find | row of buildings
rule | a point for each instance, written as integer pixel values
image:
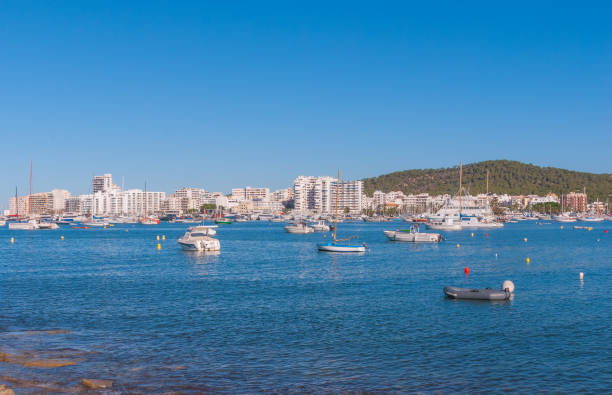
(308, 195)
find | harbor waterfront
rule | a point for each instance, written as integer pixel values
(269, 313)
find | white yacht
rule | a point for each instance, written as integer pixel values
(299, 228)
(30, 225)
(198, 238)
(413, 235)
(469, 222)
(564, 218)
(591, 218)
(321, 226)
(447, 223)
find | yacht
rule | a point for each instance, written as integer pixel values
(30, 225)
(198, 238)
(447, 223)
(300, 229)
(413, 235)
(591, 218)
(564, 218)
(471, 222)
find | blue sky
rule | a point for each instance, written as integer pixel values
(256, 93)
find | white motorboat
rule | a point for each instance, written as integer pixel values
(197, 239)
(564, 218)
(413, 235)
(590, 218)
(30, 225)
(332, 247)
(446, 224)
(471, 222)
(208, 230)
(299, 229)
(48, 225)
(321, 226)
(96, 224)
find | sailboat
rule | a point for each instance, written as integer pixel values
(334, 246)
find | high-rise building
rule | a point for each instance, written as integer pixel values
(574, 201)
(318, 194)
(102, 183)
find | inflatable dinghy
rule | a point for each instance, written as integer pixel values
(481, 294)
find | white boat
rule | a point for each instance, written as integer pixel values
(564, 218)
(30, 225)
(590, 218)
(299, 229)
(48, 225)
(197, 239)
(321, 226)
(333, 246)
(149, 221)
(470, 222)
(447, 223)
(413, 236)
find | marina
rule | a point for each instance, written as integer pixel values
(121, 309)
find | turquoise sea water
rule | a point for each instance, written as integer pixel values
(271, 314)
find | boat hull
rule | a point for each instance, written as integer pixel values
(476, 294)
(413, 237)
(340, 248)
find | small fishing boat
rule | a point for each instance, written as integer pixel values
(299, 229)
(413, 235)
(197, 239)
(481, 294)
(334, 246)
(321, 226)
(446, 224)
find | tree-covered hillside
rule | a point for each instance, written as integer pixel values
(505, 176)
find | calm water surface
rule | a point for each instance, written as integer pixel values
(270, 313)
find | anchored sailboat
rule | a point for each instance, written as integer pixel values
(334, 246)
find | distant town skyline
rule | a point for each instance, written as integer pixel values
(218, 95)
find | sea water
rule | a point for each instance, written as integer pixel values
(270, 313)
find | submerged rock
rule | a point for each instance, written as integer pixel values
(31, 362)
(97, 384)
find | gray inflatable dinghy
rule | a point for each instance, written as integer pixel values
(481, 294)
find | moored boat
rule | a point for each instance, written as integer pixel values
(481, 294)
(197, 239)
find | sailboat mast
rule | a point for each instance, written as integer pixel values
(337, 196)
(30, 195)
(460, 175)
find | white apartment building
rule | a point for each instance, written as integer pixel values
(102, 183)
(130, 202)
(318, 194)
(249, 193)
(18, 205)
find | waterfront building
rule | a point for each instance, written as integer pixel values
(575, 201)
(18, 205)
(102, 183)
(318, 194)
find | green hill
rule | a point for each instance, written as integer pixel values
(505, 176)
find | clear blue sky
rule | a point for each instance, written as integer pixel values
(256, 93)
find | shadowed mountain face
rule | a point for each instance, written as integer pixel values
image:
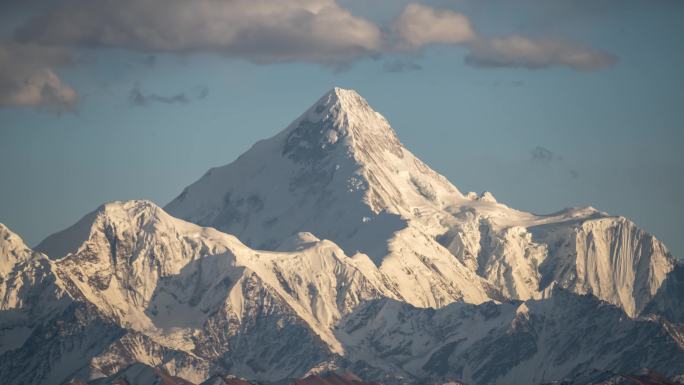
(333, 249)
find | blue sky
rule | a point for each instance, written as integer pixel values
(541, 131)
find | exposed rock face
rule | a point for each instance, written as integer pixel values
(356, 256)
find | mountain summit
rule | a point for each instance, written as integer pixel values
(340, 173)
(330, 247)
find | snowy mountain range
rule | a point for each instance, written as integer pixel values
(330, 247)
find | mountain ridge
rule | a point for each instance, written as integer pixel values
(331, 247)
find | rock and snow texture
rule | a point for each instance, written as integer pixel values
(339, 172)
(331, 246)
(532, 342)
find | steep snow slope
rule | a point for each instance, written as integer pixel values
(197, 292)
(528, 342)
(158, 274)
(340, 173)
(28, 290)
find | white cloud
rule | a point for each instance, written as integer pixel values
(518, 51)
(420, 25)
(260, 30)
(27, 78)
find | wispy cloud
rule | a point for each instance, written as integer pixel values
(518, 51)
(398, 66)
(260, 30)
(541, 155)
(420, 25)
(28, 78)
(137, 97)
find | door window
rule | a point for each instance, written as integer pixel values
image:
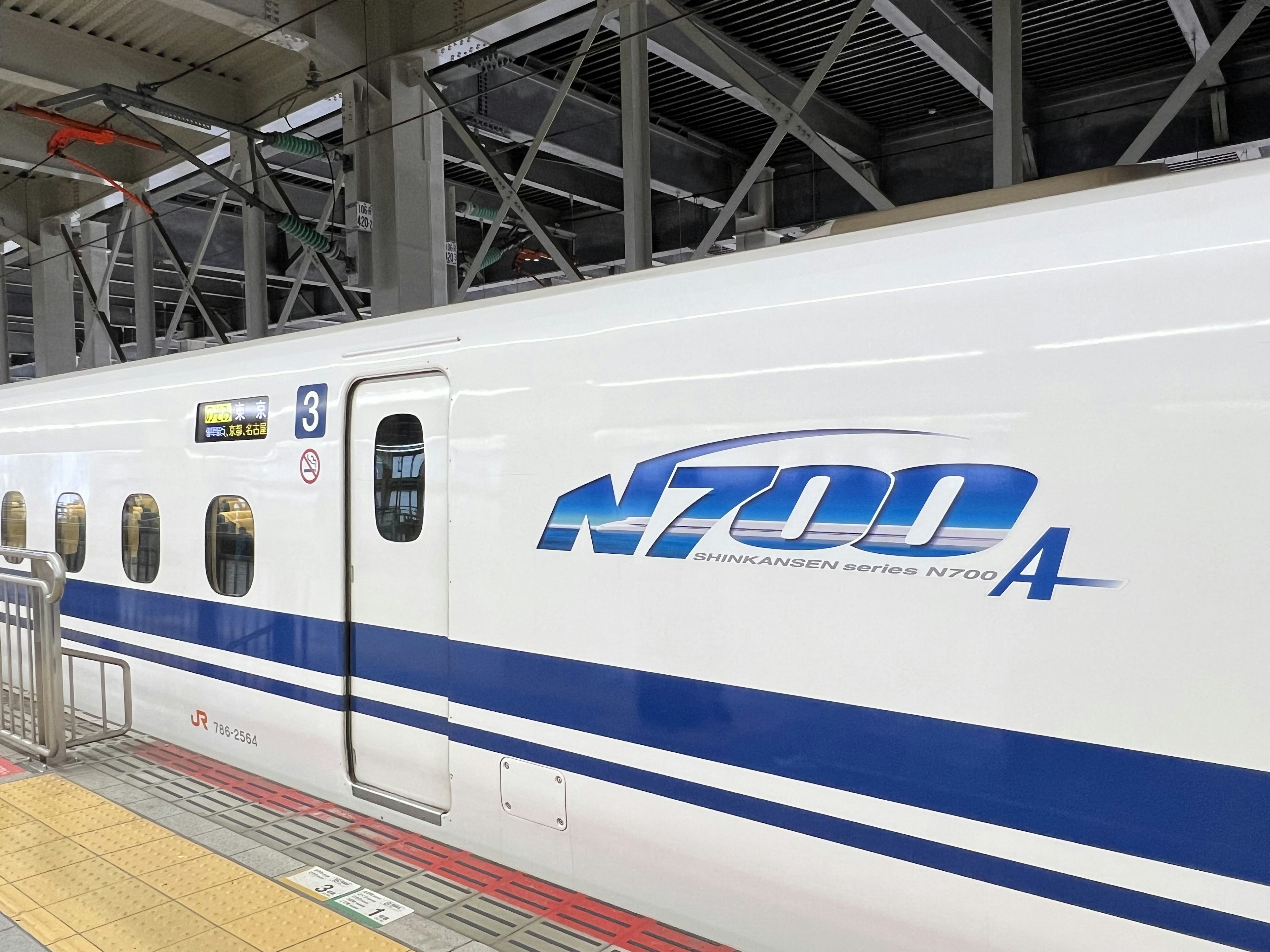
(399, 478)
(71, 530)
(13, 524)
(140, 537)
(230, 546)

• • • • • • •

• Instructions for the task
Copy every one of the records above line for line, with the pictures left out.

• Solution to this problem
find | row of buildings
rule | a point for each instance, written as integer pixel values
image:
(308, 195)
find | harbor waterfront
rule | a point for each instance, written as integer pixel values
(269, 313)
find | white yacht
rule | a point for each instance, written as integer pixel values
(299, 228)
(30, 225)
(198, 238)
(413, 235)
(469, 222)
(564, 218)
(591, 218)
(321, 226)
(447, 223)
find | yacht
rule | a point for each instance, written as integer pixel values
(30, 225)
(198, 238)
(447, 223)
(300, 229)
(413, 235)
(591, 218)
(564, 218)
(471, 222)
find | blue sky
rule | a point for each instance, written as integer pixel values
(256, 93)
find | white motorboat
rule | a point for each instance, written as integer pixel values
(197, 239)
(564, 218)
(413, 235)
(590, 218)
(30, 225)
(332, 247)
(446, 224)
(471, 222)
(208, 230)
(299, 229)
(48, 225)
(321, 226)
(96, 224)
find | sailboat
rule | a point for each instance, written as integer pixel values
(334, 246)
find | high-rise building
rule | a point for each instance, written as integer pixel values
(574, 201)
(318, 194)
(102, 183)
find | inflatable dinghy
rule | a point for each instance, written as integer pixel values
(481, 294)
find | white boat
rule | a point for each instance, written as integer pixel values
(564, 218)
(30, 225)
(590, 218)
(299, 229)
(48, 225)
(197, 239)
(321, 226)
(333, 246)
(149, 221)
(470, 222)
(447, 223)
(413, 236)
find | marina
rule | a point for each instance, written as integer pixel values
(121, 309)
find | turquoise sea water
rule | a point for each instance, written as integer pixel values
(271, 314)
find | boat hull
rule | a point for each instance, written as integer pixel values
(476, 294)
(413, 237)
(340, 248)
find | small fishing boat
rule | a point for each instance, written as integer pixel values
(299, 229)
(413, 235)
(197, 239)
(481, 294)
(334, 246)
(321, 226)
(446, 224)
find | tree-covered hillside
rule | a point for each instance, written as integer pixel values
(505, 176)
find | calm water surface
rule | a point for each instance, written as integer pixel values
(270, 313)
find | anchored sailboat
rule | a point for each instance, written as integer pixel values
(334, 246)
find | distant town skyline
rule | a point for each instance, written as integer pixel values
(218, 95)
find | sea water
rule | a point for each instance, written as integer pixel values
(270, 313)
find | submerged rock
rule | a point for each instance, written as integer pixel values
(31, 362)
(97, 384)
find | gray inflatable dinghy
rule | a point for each instance, written as integer pixel values
(481, 294)
find | moored boat
rule | a point for each instance, written as integer pixel values
(481, 294)
(197, 239)
find | sailboat mast
rule | a point for each instance, written as integer pixel values
(337, 196)
(30, 195)
(460, 175)
find | white apartment building
rule | a point for each instance, written as integer pixel values
(102, 183)
(130, 202)
(318, 194)
(249, 193)
(18, 205)
find | waterfront building
rule | a point for each instance, written as integer pixel values
(575, 201)
(18, 205)
(102, 183)
(318, 194)
find | green hill
rule | a point for each instance, written as integer pixel values
(505, 176)
find | clear blue sky
rule | a point for each instance, written as integer pixel values
(256, 93)
find | shadowed mountain face
rule | a point for each instance, written as integer pixel values
image:
(333, 249)
find | blue sky
rule | a point for each instance, written as integer pixel values
(541, 131)
find | exposed rock face
rule | a point for each instance, written as integer pixel values
(356, 256)
find | mountain summit
rule | a point for each instance, written as integer pixel values
(340, 173)
(330, 247)
find | snowy mountain range
rule | a point for each instance, written as integer pixel values
(330, 247)
find | mountain ridge
rule | a point for each instance, written as integer pixel values
(331, 247)
find | rock and snow texture
rule | a point for each instance, written as integer pixel values
(339, 172)
(331, 246)
(532, 342)
find | steep snow slope
rule | a point for each instance, written as integer pixel values
(197, 292)
(528, 342)
(158, 274)
(340, 173)
(28, 290)
find | white cloud
rule | a point for each instance, written as integer pixel values
(518, 51)
(420, 25)
(260, 30)
(27, 78)
find | wispy cloud
rule | a point for each instance, written as integer pixel values
(518, 51)
(398, 66)
(260, 30)
(541, 155)
(420, 25)
(28, 78)
(137, 97)
find | door window
rule | a point for each instance, written as integer pixel values
image:
(399, 478)
(71, 530)
(13, 524)
(140, 537)
(230, 546)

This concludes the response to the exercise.